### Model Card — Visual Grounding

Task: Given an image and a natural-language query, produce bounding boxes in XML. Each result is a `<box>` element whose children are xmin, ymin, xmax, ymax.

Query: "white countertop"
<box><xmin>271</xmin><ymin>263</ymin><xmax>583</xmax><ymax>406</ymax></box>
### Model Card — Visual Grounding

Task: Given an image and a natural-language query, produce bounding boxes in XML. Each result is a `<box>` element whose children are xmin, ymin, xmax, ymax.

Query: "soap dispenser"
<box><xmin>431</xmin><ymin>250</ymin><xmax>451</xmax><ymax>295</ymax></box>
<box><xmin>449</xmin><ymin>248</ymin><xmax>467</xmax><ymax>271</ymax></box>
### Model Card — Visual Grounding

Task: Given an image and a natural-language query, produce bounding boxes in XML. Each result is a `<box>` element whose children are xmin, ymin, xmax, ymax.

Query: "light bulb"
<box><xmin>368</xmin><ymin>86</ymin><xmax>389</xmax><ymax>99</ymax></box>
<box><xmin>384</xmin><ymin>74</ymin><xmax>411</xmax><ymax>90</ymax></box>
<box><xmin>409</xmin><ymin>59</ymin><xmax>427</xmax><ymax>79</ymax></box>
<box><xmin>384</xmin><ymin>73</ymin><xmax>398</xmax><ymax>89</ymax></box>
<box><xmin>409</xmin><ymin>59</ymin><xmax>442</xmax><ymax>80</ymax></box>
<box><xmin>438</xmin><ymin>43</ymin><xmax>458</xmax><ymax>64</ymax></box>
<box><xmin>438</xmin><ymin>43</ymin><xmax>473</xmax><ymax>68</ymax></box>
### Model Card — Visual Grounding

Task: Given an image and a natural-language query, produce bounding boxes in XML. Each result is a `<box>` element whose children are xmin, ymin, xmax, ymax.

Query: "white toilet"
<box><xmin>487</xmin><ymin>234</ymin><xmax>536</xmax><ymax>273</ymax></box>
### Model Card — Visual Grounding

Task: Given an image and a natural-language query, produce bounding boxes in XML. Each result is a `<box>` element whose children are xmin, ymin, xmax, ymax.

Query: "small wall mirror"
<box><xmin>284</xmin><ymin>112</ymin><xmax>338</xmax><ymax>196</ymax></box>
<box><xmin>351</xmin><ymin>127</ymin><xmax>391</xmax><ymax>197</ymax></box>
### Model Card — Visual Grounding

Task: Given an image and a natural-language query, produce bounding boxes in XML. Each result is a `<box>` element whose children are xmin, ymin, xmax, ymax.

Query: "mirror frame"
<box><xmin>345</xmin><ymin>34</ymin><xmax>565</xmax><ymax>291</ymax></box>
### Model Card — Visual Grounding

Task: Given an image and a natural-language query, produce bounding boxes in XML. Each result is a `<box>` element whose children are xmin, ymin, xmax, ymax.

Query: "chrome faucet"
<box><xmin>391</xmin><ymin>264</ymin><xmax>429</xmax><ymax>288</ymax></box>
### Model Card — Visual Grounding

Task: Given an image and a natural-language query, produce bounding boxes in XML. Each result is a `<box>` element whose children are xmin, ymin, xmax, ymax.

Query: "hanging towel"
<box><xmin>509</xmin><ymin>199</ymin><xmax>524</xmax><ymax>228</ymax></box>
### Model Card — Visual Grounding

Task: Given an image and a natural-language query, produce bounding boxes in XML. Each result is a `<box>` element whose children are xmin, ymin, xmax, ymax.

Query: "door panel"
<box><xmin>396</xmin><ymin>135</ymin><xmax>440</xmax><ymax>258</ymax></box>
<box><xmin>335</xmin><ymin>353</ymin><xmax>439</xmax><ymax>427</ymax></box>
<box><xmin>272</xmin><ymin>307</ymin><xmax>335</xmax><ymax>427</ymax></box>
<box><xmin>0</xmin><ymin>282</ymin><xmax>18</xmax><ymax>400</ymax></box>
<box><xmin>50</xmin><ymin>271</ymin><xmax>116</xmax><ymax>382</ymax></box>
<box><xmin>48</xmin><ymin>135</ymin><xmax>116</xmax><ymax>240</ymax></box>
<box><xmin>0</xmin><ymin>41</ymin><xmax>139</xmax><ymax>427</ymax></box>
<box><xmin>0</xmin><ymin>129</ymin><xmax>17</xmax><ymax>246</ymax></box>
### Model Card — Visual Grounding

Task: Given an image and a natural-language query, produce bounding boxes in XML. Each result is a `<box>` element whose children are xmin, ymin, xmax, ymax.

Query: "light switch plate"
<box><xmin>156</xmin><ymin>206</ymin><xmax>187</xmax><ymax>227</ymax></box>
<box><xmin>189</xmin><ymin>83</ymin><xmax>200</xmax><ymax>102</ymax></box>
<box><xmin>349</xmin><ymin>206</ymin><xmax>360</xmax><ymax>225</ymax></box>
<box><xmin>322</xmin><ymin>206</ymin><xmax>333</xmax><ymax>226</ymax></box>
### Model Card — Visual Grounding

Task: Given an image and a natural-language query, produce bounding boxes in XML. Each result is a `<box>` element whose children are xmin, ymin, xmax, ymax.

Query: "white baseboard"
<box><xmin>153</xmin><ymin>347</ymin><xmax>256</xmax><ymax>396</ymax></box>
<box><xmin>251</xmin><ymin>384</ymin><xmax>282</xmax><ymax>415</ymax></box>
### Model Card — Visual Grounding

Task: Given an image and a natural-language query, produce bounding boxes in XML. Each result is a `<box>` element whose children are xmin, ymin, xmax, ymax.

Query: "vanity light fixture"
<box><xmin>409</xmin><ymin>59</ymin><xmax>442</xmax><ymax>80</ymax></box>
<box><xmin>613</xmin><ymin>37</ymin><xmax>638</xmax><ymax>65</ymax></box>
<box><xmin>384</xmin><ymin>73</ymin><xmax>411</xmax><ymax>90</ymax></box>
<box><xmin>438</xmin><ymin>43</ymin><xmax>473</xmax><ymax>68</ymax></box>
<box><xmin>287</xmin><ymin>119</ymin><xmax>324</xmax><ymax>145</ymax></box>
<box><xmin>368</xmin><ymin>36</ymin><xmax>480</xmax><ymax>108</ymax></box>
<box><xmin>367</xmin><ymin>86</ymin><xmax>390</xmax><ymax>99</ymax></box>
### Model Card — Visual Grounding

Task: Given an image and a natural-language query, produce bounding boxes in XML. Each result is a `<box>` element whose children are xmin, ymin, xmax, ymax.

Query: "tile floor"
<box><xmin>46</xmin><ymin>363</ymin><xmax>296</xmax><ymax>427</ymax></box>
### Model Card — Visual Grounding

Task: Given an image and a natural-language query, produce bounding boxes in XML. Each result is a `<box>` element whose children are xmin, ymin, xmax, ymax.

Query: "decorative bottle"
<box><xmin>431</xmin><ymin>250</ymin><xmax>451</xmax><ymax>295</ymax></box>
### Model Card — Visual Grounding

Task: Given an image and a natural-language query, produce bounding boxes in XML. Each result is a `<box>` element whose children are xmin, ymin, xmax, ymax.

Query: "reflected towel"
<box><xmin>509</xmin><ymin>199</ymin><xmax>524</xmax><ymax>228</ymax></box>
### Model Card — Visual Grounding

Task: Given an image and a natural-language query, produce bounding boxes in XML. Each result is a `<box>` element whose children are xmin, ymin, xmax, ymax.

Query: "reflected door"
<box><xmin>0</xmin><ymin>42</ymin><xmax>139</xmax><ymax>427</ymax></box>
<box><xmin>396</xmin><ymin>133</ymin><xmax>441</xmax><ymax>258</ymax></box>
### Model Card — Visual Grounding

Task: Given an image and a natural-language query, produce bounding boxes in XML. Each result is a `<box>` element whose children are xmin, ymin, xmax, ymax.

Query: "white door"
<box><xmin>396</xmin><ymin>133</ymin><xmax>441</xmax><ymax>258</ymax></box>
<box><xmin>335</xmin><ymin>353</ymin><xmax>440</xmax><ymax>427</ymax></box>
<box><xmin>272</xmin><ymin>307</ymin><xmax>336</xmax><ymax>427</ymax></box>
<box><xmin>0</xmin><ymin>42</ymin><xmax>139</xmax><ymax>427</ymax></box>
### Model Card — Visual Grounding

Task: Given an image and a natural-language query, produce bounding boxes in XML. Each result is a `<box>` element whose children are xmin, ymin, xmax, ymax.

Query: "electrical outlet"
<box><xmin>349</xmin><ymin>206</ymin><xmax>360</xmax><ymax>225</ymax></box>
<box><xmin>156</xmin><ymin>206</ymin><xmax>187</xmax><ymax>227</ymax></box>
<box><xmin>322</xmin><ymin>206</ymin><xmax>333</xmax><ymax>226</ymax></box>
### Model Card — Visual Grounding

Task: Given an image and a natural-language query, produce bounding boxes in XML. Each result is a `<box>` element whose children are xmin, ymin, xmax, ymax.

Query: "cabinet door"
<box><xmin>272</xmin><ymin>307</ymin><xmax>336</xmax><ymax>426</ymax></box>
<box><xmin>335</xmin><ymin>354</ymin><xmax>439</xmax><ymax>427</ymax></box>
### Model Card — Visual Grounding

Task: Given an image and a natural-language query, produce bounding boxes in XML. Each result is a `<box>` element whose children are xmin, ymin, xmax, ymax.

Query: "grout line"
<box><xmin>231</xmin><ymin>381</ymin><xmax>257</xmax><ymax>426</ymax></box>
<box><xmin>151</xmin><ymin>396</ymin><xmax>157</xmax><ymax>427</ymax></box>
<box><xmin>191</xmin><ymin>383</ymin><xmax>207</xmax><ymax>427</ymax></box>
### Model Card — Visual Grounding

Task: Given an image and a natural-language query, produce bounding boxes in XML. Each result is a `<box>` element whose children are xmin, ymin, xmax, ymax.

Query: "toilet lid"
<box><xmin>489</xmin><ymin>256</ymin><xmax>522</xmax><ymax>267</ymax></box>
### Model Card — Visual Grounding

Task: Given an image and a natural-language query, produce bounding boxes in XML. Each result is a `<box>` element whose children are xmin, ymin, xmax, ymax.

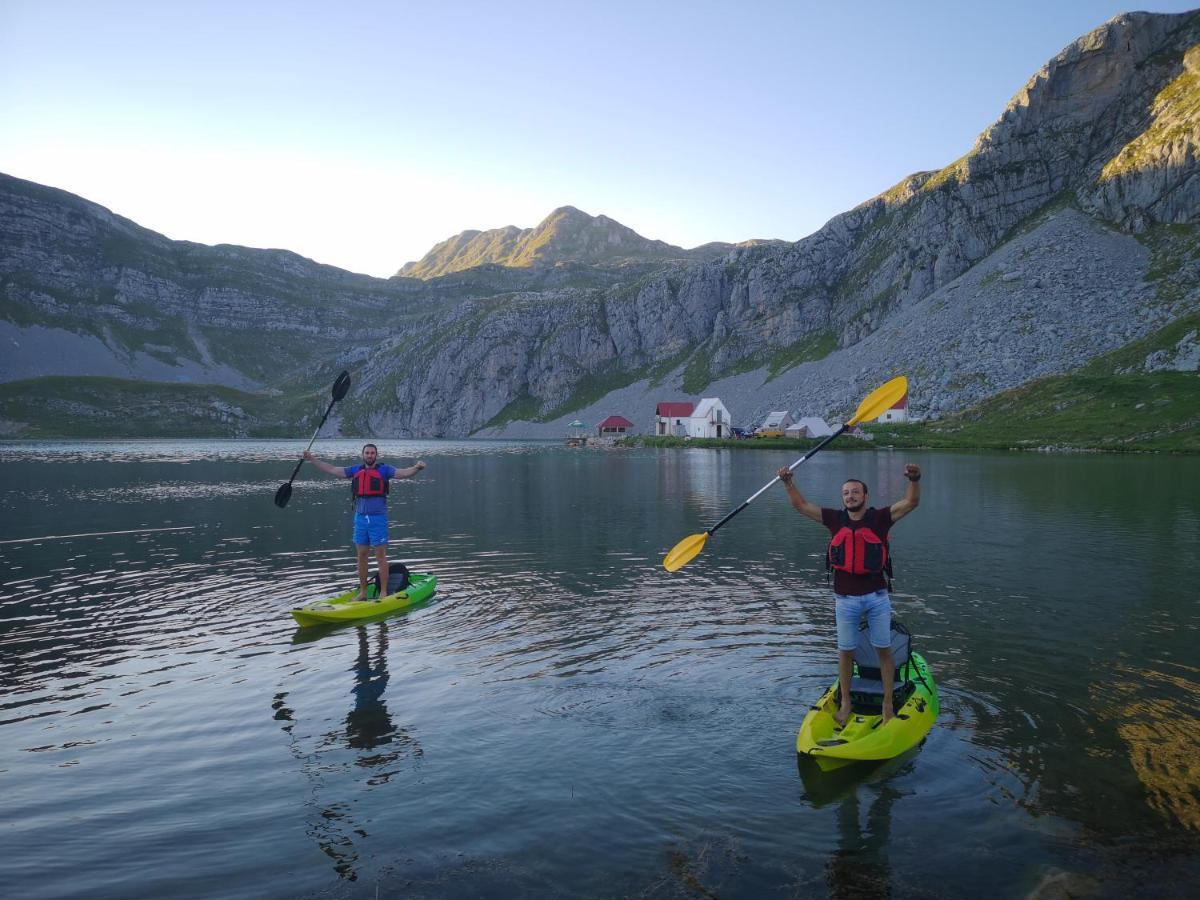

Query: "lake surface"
<box><xmin>0</xmin><ymin>440</ymin><xmax>1200</xmax><ymax>898</ymax></box>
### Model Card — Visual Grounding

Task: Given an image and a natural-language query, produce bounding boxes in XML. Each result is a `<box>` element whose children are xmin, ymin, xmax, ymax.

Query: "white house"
<box><xmin>654</xmin><ymin>402</ymin><xmax>696</xmax><ymax>438</ymax></box>
<box><xmin>875</xmin><ymin>394</ymin><xmax>908</xmax><ymax>422</ymax></box>
<box><xmin>785</xmin><ymin>415</ymin><xmax>833</xmax><ymax>438</ymax></box>
<box><xmin>688</xmin><ymin>397</ymin><xmax>730</xmax><ymax>438</ymax></box>
<box><xmin>758</xmin><ymin>409</ymin><xmax>794</xmax><ymax>431</ymax></box>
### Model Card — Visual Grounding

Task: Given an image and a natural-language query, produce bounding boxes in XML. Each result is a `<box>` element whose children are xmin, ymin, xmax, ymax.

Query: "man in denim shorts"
<box><xmin>779</xmin><ymin>463</ymin><xmax>920</xmax><ymax>727</ymax></box>
<box><xmin>304</xmin><ymin>444</ymin><xmax>425</xmax><ymax>600</ymax></box>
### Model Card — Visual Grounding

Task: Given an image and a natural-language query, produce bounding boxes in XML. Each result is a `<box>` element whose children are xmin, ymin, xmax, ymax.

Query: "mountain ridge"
<box><xmin>0</xmin><ymin>12</ymin><xmax>1200</xmax><ymax>437</ymax></box>
<box><xmin>396</xmin><ymin>206</ymin><xmax>733</xmax><ymax>278</ymax></box>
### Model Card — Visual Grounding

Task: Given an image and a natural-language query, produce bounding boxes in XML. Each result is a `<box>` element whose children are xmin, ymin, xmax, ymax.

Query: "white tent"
<box><xmin>785</xmin><ymin>415</ymin><xmax>833</xmax><ymax>438</ymax></box>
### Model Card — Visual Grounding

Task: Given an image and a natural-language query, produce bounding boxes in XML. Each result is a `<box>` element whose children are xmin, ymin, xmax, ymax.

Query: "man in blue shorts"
<box><xmin>304</xmin><ymin>444</ymin><xmax>425</xmax><ymax>600</ymax></box>
<box><xmin>779</xmin><ymin>463</ymin><xmax>920</xmax><ymax>727</ymax></box>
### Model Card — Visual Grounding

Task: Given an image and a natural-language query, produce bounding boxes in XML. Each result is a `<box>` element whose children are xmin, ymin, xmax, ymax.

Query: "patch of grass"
<box><xmin>1079</xmin><ymin>312</ymin><xmax>1200</xmax><ymax>376</ymax></box>
<box><xmin>767</xmin><ymin>331</ymin><xmax>838</xmax><ymax>382</ymax></box>
<box><xmin>1100</xmin><ymin>47</ymin><xmax>1200</xmax><ymax>181</ymax></box>
<box><xmin>680</xmin><ymin>347</ymin><xmax>713</xmax><ymax>396</ymax></box>
<box><xmin>866</xmin><ymin>372</ymin><xmax>1200</xmax><ymax>454</ymax></box>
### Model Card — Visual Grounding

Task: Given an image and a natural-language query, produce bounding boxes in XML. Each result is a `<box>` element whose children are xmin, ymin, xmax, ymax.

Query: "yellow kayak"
<box><xmin>292</xmin><ymin>572</ymin><xmax>438</xmax><ymax>628</ymax></box>
<box><xmin>796</xmin><ymin>623</ymin><xmax>938</xmax><ymax>772</ymax></box>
════════════════════
* INSTRUCTIONS TO FOLLOW *
Can you find every line in the listing above that contains the word "reflected" and copy each of those lines in full?

* FINISHED ANSWER *
Query: "reflected towel"
Query: "reflected door"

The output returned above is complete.